_PROVIDED MATERIAL_:
----

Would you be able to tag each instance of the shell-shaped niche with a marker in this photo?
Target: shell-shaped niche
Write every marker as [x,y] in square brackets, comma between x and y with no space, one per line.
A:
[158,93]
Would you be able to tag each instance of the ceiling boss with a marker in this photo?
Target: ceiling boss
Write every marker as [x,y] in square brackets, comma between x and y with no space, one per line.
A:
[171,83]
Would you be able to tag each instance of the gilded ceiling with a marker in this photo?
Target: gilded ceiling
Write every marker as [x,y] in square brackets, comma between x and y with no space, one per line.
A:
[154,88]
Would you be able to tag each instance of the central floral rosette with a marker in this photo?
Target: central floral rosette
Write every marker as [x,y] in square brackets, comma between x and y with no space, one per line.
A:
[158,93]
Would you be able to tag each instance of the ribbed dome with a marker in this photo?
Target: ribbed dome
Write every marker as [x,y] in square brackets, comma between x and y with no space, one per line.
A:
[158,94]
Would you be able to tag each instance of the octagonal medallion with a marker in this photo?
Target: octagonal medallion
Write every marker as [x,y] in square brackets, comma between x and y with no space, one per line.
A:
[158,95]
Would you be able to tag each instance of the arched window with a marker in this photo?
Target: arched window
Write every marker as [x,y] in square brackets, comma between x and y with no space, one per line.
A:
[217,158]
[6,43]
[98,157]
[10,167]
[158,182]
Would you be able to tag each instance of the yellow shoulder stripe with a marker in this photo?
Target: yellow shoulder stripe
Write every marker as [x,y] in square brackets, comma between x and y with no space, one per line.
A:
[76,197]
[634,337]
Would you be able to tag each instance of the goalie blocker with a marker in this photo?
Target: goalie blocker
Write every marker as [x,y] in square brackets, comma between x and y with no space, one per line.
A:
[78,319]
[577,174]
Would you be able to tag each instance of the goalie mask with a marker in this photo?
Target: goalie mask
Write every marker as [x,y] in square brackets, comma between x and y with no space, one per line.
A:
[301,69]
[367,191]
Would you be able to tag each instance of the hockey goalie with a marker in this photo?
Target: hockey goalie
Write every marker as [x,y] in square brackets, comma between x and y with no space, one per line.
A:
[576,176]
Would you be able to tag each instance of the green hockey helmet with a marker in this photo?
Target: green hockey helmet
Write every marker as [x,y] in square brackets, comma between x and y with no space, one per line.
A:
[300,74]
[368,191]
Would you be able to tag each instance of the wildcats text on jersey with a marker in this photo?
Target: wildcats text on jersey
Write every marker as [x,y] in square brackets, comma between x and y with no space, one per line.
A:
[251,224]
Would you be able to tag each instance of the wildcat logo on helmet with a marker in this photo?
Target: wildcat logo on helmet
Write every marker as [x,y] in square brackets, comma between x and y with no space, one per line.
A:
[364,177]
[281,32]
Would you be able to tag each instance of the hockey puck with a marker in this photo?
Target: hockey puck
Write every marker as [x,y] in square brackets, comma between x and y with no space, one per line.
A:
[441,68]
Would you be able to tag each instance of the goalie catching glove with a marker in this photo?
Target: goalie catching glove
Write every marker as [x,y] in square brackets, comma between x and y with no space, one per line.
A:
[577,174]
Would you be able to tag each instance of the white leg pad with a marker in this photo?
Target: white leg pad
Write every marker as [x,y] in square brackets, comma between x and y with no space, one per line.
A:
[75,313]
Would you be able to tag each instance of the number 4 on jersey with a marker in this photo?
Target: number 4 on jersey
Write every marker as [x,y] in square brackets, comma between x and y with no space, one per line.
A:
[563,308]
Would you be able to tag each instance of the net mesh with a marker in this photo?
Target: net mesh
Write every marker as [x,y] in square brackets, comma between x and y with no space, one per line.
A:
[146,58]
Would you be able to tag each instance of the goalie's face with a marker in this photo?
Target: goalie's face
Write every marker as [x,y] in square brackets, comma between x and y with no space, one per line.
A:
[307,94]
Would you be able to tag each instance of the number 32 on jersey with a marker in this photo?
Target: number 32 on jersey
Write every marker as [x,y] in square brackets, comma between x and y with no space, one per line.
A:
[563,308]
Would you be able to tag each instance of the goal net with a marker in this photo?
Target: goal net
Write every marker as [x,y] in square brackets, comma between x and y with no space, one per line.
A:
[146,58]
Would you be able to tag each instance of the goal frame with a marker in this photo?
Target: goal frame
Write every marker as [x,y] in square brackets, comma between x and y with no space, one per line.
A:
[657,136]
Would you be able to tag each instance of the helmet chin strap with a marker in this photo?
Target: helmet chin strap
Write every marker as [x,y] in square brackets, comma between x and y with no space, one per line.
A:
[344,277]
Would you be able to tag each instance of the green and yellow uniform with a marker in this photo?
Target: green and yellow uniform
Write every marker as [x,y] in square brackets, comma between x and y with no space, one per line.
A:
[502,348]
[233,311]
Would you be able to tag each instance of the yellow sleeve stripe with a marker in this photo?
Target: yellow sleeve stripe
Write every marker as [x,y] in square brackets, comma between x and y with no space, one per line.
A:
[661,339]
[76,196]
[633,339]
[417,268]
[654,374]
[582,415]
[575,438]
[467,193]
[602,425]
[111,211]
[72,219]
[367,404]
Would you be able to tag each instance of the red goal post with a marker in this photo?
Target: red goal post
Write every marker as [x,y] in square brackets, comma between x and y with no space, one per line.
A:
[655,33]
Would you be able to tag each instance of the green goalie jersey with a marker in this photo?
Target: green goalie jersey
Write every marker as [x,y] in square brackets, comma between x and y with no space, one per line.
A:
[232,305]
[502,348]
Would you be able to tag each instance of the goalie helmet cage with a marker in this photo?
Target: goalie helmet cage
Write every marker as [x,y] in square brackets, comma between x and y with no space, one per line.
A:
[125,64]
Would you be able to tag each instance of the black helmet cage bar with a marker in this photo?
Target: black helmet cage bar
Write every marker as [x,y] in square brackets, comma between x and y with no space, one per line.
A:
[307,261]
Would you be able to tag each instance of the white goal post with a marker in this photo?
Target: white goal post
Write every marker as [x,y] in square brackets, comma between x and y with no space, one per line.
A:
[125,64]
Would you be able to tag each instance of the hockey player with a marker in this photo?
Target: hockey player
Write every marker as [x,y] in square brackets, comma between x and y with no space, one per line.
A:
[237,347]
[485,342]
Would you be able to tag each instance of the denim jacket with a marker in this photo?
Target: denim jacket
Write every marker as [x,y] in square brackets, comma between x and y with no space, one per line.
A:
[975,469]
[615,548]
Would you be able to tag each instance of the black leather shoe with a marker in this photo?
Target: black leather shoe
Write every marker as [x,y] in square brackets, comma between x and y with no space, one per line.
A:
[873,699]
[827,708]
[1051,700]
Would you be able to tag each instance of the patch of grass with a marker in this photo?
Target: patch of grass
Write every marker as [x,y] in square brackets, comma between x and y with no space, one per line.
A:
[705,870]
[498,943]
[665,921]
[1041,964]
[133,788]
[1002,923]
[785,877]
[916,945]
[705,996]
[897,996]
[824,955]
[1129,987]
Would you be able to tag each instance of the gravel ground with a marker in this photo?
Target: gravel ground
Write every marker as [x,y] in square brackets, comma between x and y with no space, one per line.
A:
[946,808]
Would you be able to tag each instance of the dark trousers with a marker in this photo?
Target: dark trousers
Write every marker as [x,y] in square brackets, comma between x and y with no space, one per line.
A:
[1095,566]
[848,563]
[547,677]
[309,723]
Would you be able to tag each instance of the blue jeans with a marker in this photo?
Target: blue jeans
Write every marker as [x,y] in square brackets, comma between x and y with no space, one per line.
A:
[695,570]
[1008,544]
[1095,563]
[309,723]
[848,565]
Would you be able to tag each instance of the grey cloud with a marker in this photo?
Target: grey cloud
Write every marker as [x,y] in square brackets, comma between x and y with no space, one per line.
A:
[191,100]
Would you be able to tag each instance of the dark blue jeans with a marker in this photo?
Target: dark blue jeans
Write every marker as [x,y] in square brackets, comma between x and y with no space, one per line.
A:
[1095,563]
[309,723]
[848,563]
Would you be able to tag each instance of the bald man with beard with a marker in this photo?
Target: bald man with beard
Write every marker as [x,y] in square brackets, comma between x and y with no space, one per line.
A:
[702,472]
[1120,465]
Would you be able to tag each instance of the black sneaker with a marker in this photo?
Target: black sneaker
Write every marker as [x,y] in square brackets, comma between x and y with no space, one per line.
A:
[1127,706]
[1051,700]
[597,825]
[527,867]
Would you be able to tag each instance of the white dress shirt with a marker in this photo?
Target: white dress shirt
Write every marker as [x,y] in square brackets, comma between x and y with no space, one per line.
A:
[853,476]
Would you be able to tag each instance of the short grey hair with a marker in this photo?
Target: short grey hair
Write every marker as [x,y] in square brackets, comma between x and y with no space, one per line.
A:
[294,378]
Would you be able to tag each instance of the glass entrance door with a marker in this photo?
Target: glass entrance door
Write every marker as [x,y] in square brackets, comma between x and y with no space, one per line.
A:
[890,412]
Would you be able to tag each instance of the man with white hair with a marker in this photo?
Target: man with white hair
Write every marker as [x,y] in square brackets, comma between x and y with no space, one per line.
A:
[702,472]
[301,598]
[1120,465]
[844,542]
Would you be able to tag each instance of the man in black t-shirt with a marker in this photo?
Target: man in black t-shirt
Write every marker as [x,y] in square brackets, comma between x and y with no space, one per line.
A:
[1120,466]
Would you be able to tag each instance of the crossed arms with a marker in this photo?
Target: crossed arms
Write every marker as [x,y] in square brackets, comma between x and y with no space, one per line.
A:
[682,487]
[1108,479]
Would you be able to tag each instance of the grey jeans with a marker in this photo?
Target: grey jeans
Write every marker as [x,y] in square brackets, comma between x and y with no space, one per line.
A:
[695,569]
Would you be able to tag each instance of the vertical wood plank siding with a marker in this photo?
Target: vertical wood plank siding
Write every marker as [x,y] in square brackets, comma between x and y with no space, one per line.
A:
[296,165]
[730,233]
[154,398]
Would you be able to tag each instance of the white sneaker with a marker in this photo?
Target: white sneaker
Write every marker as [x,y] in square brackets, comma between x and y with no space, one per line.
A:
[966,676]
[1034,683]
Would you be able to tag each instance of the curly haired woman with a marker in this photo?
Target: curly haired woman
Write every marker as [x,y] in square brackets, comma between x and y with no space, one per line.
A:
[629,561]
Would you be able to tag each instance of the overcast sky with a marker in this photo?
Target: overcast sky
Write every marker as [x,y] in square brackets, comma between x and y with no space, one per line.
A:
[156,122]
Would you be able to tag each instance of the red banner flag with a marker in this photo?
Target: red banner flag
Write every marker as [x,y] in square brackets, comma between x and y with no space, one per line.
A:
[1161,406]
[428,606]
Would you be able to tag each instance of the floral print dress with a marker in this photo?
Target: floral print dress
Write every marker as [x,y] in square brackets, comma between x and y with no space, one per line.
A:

----

_EXERCISE_: Rewrite the part of the listing from the line containing "Would you be able to tag each instance of the floral" through the end of the listing, swapping "marker" for "pin" and keeping everything else the same.

_ANSWER FOR THE TASK_:
Would you be able to tag each instance of the floral print dress with a pin in this photo?
Target: floral print dress
Write every pin as [x,y] in square brackets, comma between x and y with no space, one per line.
A:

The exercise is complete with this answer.